**Obiettivo:** Riscrivi tutte le voci sostituendo "report coordinates" con "return coordinates" e lascia invariato tutto il resto.

(Voci estratte)
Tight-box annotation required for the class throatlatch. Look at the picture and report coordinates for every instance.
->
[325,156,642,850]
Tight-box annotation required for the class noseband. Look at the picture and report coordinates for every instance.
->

**Soluzione:**
Tight-box annotation required for the class throatlatch. Look at the picture and return coordinates for every instance.
->
[325,156,642,850]
Tight-box annotation required for the class noseband. Look at the picture and return coordinates for every instance.
->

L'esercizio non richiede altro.